**Source extract**
■ ■ ■ ■

Early work variously defined strong cultures as homogeneous, thick and widely shared, stable and intense, cohesive and tight, or exhibiting both consensus and intensity. Later formal treatments (e.g., Van den Steen, 2010a,b) emphasized homogeneity in members' beliefs and proposed correlates such as age, size, and employee composition. Empirical studies typically relied on surveys: Kotter and Heskett (1992) developed scales based on executives' assessments, linking strong culture to performance; Burt et al. (1994) and Sorensen (2002) identified contingencies (competition, environmental volatility). Gordon and DiTomaso (1992) operationalized strength as low variance in responses on preselected dimensions; Chatman et al. (2014) measured consensus and intensity around adaptability and found performance benefits. Limitations include conceptual ambiguity over whether consensus, intensity, or both define strength, and methodological issues from etic survey lists that may bias measurement by ignoring firm-specific cultural content, along with small samples. The authors argue for an emic, scalable, content-agnostic, distribution-based operationalization.

■ ■ ■ ■

**Extracted entries**

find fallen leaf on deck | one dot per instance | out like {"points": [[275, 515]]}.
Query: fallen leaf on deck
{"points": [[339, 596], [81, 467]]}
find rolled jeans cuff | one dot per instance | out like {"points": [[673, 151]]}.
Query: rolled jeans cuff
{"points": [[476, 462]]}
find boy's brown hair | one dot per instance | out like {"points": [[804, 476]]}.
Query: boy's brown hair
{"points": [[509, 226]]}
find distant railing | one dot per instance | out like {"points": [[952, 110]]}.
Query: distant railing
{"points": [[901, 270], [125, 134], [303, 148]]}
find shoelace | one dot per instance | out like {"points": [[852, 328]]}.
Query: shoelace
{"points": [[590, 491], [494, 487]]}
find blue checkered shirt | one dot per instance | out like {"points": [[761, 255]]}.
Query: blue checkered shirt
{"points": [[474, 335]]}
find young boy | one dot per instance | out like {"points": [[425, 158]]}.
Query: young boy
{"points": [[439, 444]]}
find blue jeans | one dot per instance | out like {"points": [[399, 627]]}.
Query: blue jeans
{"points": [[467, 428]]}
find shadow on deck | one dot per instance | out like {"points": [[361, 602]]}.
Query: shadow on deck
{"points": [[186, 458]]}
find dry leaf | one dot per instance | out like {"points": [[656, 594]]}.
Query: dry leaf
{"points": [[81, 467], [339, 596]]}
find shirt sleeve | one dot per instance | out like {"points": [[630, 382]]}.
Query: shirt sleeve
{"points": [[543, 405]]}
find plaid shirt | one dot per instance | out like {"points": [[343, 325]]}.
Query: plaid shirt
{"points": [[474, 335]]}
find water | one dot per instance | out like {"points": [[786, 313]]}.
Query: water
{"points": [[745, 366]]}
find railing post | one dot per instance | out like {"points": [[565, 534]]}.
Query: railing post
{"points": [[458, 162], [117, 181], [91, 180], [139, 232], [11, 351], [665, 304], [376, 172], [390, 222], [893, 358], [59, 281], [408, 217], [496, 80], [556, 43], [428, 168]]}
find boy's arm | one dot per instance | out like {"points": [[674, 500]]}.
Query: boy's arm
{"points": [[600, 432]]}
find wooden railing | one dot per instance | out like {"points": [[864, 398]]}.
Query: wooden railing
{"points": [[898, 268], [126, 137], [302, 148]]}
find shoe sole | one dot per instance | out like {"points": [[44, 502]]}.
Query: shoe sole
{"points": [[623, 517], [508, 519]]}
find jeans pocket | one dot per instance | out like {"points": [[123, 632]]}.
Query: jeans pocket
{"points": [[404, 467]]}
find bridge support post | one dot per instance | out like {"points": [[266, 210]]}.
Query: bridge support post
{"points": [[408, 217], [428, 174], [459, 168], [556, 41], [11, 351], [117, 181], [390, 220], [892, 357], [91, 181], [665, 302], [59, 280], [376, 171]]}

■ ■ ■ ■

**Task requirements**
A. According to the passage on measuring strong organizational culture, what shortcomings of earlier survey-based work lead the authors to call for an emic, content-agnostic, distribution-based measure? Answer in one to three sentences.
B. Continue the passage on measuring strong organizational culture from the point where it stops.

**Responses by task**
A. Earlier work was conceptually unclear about whether consensus, intensity, or both define a strong culture. Its etic survey lists could bias measurement by ignoring firm-specific cultural content, and its samples were often small.

B.
Methodology

Concept and formalization: Building on Chatman and colleagues' view, the authors define a strong culture as one where members reach consensus on attributes that they individually deem highly important. Formally, for an organization with N members and K firm-specific cultural attributes, let each individual i have a mindshare distribution θ_i over K attributes. Cultural strength S is defined as the negative average pairwise cross-entropy across members: S = -(2 / [N(N-1)]) * sum over i≠j of CE(θ_i, θ_j), where CE(θ_i, θ_j) = ([H(θ_i) + D_KL(θ_i || θ_j)] + [H(θ_j) + D_KL(θ_j || θ_i)]) / 2, H is entropy and D_KL is Kullback–Leibler divergence. Higher S (closer to zero) indicates stronger culture (high consensus and high intensity). This formulation captures both intra-individual intensity (concentration of mindshare) and inter-individual similarity, on an emic, firm-specific attribute space.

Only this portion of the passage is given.